Detailed description of the data bus structure for the terminal blocks of this invention will be given by illustrating certain embodiments. FIG. 1 illustrates the schematics of the data bus structure and the terminal blocks of this invention. In this figure, reference number 10 represents a terminal block, including a circuit board 11 and a housing 12. Connecting though holes 13, 14 are provided in the housing 12. Connecting parts 15, 16 are provided in the circuit board 11, The connecting through holes 13, 14 and the connecting parts 15, 16 are provided to connect and support electrical wires 17, 18. Necessary circuits and lines are formed in the circuit board 11.
The connecting through holes 13, 14 may be formed in integrity with the housing 12 and a depth is provided therein, to allow the electrical wires 17, 18 to fix firmly to the circuit board 11. The connector parts 15, 16 provide a conductive piece, to be in electrical connection with the electrical wires 17, 18. The electrical wires 17, 18 may be soldered to the connector parts 15, 16. In addition, a clamp (not shown) may be provided at the connector parts 15, 16, to detachably fix the electrical wires 17, 18 to the connector parts 15, 16. The structure of the terminal block is well known to those skilled in the art. Detailed descriptions to the material, shape, structure and additions are thus omitted.
Connector 20 is provided at the lower part of the terminal block 10, as shown in FIG. 1. In the connector 20, a plurality of connector pins 21, 21 are provided and are encapsulated by the insulation body 23, see also FIG. 4. One terminal of the connector pins 21, 21 is connected to the circuits in the circuit board 11. The connector 20 connects the circuit board 11 at its one side. Optionally, connecting pieces, such as connecting extruders, may be provided, to engage with the complementary parts, such as recessions or holes (not shown) provided in the circuit board 11, to further strengthen the connection of the two elements.
The data bus structure 30 is shown at the lowest part of FIG. 1 and includes a support rail 31, data bus structure main body 32 and a plurality of conductive pieces 33, 33 positioned in the main body 32. The support rail 31 is one of the standard elements in the application of the terminal blocks and used to support a plurality of terminal blocks. The main body 32 is configured to have the shape and size to be housed in the space defined by the support rail 31. As a result of this arrangement, the invented data bus structure utilizes the space already defined and included in the existing device; therefore no additional space is required. The conductive piece 33 is a longitudinal strip of certain width and extrudes upward to some extend from the main body 32, when inserted in one of the slots of the main body 32, to form a guiding rail. According to the embodiments of this invention, recessions 22, 22 with the shape in complementary with the extruded parts of the conductive pieces are provided in the insulation body 23, in the same number of the conductive pieces. When the conductive pieces 33, 33 are inserted in the main body 32, with their high parts extruding from the main body 32, the connector 20 may be mounted to the guide rail formed by the conductive pieces 33, 33, with the extruded portions inserted into the recessions 22, 22. The connector pins 21, 21 of the connector 20 clip the conductive pieces 33, 33, when they are inserted in the recessions 22, 22. As a result, the connector 20 and the corresponding terminal block 10 are slidably supported in the support rail 31.
Alternatively, the connector pins 21, 21 and side walls of the recessions 22, 22 in the connector 20 together clip the conductive pieces 33, 33, when they are inserted in the recessions 22, 22.

- _EXERCISE INSTRUCTIONS_
Reproduce word for word the passage of the terminal block description that begins with "Detailed description of" and ends after "formed in the circuit board 11.".

Point-based annotation data:
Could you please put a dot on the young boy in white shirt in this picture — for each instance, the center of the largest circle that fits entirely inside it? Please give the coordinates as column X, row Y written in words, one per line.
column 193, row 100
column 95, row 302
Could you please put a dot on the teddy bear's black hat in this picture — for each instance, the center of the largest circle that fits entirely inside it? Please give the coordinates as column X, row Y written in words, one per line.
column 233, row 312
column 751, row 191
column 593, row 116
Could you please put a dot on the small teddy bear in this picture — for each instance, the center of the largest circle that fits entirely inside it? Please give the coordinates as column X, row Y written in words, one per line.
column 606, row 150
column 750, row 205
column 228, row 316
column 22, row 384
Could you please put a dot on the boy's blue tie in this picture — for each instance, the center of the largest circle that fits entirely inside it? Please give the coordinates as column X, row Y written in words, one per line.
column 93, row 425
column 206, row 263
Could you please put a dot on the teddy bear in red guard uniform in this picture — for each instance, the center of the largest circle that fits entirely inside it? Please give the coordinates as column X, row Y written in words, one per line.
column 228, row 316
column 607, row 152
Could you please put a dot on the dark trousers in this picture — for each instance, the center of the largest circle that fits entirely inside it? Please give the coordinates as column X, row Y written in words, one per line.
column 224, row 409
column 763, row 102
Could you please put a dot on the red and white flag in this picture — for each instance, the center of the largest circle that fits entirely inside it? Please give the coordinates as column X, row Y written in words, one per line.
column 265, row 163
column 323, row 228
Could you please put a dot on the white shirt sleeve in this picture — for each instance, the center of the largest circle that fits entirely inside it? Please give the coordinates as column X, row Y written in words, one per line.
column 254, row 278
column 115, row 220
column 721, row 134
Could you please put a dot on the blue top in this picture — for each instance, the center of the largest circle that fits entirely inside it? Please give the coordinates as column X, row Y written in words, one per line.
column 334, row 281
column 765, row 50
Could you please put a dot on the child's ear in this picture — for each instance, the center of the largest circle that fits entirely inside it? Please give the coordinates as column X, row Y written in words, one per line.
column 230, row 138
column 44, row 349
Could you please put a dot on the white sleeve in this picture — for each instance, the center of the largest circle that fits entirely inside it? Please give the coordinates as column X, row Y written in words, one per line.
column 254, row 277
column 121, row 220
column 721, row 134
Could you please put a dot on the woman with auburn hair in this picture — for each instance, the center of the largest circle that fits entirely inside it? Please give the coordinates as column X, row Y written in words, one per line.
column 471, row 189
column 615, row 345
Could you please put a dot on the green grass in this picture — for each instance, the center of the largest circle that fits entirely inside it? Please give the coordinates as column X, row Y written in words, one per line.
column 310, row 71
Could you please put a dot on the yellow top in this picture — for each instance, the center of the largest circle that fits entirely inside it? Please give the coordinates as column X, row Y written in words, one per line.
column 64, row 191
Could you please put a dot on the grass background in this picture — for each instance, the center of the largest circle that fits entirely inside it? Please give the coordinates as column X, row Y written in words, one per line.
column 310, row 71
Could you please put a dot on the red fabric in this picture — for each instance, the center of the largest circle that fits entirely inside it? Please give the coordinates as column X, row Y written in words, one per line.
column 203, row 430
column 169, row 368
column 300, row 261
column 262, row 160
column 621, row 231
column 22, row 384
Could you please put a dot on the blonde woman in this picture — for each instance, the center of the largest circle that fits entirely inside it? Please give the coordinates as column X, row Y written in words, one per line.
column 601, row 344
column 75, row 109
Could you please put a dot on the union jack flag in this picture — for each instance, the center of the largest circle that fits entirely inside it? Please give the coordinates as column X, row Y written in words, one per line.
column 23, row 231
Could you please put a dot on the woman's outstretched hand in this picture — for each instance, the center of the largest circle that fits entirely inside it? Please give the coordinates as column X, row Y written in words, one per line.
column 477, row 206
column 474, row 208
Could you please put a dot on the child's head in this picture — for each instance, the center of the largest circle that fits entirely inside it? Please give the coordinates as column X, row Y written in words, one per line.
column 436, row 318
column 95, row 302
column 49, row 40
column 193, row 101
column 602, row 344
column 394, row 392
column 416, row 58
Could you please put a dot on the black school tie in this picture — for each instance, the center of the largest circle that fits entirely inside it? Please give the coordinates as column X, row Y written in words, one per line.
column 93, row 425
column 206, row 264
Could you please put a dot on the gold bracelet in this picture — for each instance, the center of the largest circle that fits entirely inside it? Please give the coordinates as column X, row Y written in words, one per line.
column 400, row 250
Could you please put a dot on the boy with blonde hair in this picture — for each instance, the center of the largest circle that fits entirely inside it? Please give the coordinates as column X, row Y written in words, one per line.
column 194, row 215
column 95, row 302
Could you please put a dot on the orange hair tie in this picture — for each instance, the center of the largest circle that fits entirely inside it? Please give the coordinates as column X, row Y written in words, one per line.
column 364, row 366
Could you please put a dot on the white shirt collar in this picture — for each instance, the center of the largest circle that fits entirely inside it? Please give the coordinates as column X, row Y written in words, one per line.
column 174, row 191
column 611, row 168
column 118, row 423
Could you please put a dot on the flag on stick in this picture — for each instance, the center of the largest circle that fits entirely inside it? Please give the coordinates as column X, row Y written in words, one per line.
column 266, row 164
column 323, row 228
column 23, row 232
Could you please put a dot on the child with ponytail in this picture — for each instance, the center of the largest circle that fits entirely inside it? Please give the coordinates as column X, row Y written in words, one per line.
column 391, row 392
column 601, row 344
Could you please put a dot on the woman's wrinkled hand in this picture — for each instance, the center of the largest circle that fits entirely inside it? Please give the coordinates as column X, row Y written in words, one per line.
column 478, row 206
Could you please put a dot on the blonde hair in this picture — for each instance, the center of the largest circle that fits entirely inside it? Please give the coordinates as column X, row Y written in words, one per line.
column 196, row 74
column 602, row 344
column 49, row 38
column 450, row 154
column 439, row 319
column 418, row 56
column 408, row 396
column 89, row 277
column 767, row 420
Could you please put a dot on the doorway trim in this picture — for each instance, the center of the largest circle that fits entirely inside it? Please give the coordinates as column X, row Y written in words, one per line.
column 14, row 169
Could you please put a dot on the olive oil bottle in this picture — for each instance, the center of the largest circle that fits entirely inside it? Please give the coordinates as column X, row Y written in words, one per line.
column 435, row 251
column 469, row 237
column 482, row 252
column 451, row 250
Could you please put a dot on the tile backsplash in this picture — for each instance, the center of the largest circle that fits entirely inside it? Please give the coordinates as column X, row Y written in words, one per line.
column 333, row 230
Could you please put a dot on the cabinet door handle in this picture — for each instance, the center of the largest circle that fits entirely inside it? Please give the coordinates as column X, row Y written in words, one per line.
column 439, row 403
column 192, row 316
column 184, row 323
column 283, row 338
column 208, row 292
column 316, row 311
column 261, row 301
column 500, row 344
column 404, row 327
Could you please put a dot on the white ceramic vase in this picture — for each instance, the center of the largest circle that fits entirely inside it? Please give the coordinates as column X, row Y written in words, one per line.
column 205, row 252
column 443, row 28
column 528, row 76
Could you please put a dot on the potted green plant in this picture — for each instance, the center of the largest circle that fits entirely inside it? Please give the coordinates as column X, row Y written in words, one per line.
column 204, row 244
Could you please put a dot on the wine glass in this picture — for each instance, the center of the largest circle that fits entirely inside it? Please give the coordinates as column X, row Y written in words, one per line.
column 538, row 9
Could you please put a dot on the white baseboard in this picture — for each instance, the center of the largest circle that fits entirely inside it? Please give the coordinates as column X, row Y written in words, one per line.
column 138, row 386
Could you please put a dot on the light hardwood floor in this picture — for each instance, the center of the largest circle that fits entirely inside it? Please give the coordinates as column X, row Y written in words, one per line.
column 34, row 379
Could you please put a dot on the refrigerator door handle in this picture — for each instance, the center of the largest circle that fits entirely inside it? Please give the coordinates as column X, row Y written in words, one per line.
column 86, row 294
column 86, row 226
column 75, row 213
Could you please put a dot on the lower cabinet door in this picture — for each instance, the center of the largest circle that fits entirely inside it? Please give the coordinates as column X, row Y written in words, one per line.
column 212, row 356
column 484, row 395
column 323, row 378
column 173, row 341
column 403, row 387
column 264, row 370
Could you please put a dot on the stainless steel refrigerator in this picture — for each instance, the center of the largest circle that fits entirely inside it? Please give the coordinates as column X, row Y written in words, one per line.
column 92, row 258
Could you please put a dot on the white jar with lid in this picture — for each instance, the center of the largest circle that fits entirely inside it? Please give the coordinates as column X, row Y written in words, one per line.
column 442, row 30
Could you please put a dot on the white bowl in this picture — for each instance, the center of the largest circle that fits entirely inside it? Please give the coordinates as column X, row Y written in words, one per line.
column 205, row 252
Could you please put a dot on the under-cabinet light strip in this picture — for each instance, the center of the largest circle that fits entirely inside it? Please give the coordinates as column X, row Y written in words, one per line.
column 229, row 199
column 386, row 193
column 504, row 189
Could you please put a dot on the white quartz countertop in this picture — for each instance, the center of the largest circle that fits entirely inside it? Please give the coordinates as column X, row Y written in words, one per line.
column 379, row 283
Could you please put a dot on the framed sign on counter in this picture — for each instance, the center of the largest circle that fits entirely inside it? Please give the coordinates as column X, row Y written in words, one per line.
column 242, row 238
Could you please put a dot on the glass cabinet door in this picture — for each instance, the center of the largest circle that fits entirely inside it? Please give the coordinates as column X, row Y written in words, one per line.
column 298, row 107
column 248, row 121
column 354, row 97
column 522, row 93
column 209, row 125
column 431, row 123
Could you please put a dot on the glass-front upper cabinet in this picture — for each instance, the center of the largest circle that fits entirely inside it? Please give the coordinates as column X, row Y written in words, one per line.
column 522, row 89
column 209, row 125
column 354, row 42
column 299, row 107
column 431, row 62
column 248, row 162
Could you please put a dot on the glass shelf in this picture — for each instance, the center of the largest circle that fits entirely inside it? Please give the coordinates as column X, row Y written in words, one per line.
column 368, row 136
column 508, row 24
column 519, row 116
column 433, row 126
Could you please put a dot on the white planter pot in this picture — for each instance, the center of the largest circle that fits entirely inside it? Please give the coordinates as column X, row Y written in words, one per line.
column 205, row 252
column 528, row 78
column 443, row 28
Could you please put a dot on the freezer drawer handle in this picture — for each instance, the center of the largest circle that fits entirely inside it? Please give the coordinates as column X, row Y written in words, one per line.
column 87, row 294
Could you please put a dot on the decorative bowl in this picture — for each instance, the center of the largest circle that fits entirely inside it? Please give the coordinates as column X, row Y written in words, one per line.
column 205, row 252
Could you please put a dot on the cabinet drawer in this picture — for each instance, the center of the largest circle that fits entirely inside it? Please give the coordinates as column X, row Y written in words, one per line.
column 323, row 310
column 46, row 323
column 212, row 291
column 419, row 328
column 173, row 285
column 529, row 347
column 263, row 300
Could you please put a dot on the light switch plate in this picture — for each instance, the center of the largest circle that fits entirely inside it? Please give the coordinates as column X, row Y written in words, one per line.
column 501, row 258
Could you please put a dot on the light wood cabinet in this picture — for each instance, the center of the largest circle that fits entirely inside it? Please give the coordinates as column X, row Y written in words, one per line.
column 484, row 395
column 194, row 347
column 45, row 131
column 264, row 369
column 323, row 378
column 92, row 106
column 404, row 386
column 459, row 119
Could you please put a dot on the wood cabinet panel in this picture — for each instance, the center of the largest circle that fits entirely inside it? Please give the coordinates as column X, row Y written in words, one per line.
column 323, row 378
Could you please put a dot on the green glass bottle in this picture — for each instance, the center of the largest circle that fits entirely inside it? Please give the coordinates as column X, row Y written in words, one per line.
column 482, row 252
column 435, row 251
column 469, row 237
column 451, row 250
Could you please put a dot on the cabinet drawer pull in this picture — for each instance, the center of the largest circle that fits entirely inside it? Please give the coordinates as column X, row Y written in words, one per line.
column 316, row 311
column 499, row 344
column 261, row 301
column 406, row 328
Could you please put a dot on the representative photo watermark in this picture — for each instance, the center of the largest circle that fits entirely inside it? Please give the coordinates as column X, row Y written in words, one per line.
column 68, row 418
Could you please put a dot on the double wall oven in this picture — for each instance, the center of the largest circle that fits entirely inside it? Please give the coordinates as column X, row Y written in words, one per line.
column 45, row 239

- _RESPONSE_
Detailed description of the data bus structure for the terminal blocks of this invention will be given by illustrating certain embodiments. FIG. 1 illustrates the schematics of the data bus structure and the terminal blocks of this invention. In this figure, reference number 10 represents a terminal block, including a circuit board 11 and a housing 12. Connecting though holes 13, 14 are provided in the housing 12. Connecting parts 15, 16 are provided in the circuit board 11, The connecting through holes 13, 14 and the connecting parts 15, 16 are provided to connect and support electrical wires 17, 18. Necessary circuits and lines are formed in the circuit board 11.